THINGS TO DO —
1. Answer these questions using the article on sound wave phase in car audio:
(a) What does a sound wave's amplitude describe?
(b) What does a sound wave's phase describe?
(c) What is the result called when two identical sounds collide and the result is louder than either one alone?
2. Based on the article on sound wave phase in car audio, explain in one to three sentences why the different drivers in a speaker system need to "play nicely" with each other.
3. Retype the article on sound wave phase in car audio, everything from "For various reasons, we" down to "with each other.", with no changes.

SOURCE EXTRACT —
With this article we will understand why Audison Virtuoso 3.0 MPC (Mobile Phase Correction) technology is so important to achieve the highest listening quality in the car cabin.
Sound waves have amplitude and phase characteristics. Amplitude is how powerful the wave is. The higher the pressure peaks, the louder the sound is perceived to be.
Phase describes the timing of the wave – when the pressure peaks are occurring. Humans can often hear if the phase of the sound wave is inverted 180 degrees (we can’t tell which one is better, as a rule, but we can often hear the change!) So, if there is only one speaker driver, phase isn’t really crucial.
For various reasons, we usually listen to music on speaker systems with multiple driver elements, not a single speaker driver. Once you have more than one speaker driver, their outputs can reinforce each other or conflict with each other.
A key part of designing good-sounding speaker systems is ensuring the different drivers all “play nicely” with each other, without interference.
When two waves of identical frequency interact – when two identical sounds collide – the result can be louder than either sound on its own (constructive reinforcement), or the result can be quieter than either sound on its own (destructive interference), or the result can be identical in loudness to the previous sounds (which is also destructive interference, actually).
Two waves, aligned (+6dB)
Two waves, slightly misaligned (less than +6dB)

EXCERPTED DATA —
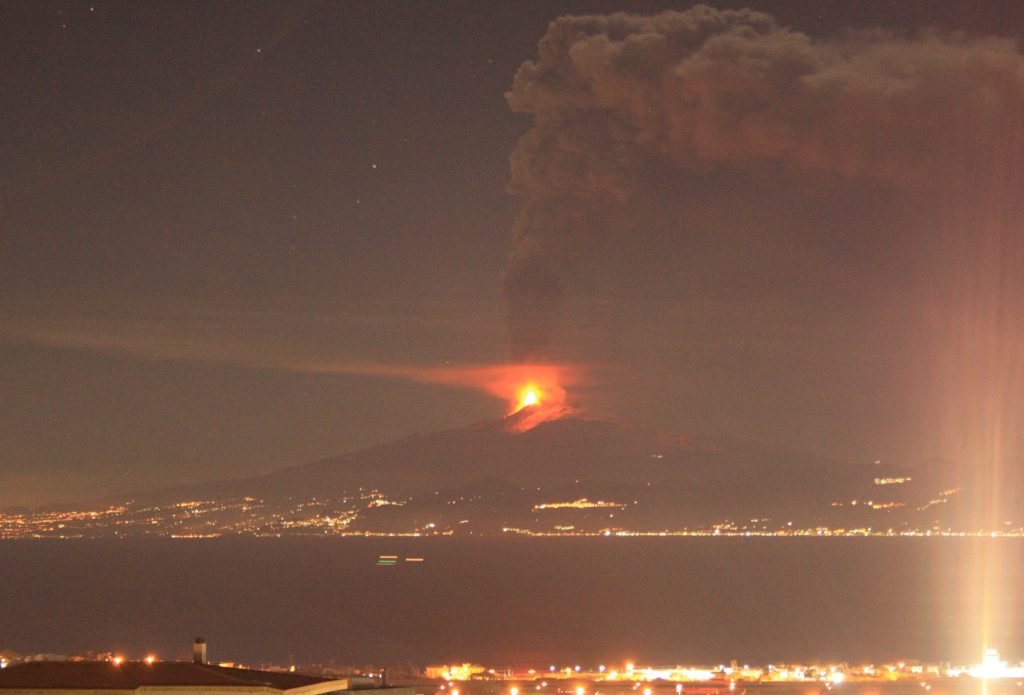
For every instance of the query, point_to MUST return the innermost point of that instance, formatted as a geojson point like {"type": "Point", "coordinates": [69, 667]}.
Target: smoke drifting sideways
{"type": "Point", "coordinates": [621, 104]}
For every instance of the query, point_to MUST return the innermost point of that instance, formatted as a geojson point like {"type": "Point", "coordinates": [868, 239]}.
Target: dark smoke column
{"type": "Point", "coordinates": [622, 104]}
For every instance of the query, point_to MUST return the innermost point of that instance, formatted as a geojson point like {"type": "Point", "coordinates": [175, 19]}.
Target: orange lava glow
{"type": "Point", "coordinates": [534, 392]}
{"type": "Point", "coordinates": [527, 397]}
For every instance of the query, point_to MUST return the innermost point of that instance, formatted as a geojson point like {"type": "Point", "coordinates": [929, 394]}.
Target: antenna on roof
{"type": "Point", "coordinates": [199, 650]}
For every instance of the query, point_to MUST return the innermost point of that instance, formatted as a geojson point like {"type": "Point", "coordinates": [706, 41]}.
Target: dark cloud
{"type": "Point", "coordinates": [622, 104]}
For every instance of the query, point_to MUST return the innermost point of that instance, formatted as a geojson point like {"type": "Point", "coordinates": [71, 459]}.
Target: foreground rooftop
{"type": "Point", "coordinates": [102, 676]}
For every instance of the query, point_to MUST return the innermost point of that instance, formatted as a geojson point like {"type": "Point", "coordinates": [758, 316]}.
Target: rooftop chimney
{"type": "Point", "coordinates": [199, 650]}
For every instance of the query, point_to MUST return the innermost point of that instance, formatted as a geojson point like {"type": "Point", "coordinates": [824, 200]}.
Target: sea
{"type": "Point", "coordinates": [514, 601]}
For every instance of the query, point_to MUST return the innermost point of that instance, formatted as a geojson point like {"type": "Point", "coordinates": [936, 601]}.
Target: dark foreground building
{"type": "Point", "coordinates": [167, 678]}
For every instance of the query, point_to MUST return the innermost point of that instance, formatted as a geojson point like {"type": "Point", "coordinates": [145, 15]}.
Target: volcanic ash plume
{"type": "Point", "coordinates": [622, 103]}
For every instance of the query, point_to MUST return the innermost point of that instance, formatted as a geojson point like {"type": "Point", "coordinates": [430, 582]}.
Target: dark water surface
{"type": "Point", "coordinates": [506, 601]}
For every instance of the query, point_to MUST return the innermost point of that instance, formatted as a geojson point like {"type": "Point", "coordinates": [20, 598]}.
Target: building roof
{"type": "Point", "coordinates": [132, 675]}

FULL ANSWERS —
1.
(a) How powerful the wave is.
(b) The timing of the wave, meaning when the pressure peaks occur.
(c) Constructive reinforcement.

2. Once a system has more than one speaker driver, their outputs can either reinforce each other or conflict with each other. When two identical sounds collide, the result can be louder than either one alone, or it can be quieter or no louder because of destructive interference.

3.
For various reasons, we usually listen to music on speaker systems with multiple driver elements, not a single speaker driver. Once you have more than one speaker driver, their outputs can reinforce each other or conflict with each other.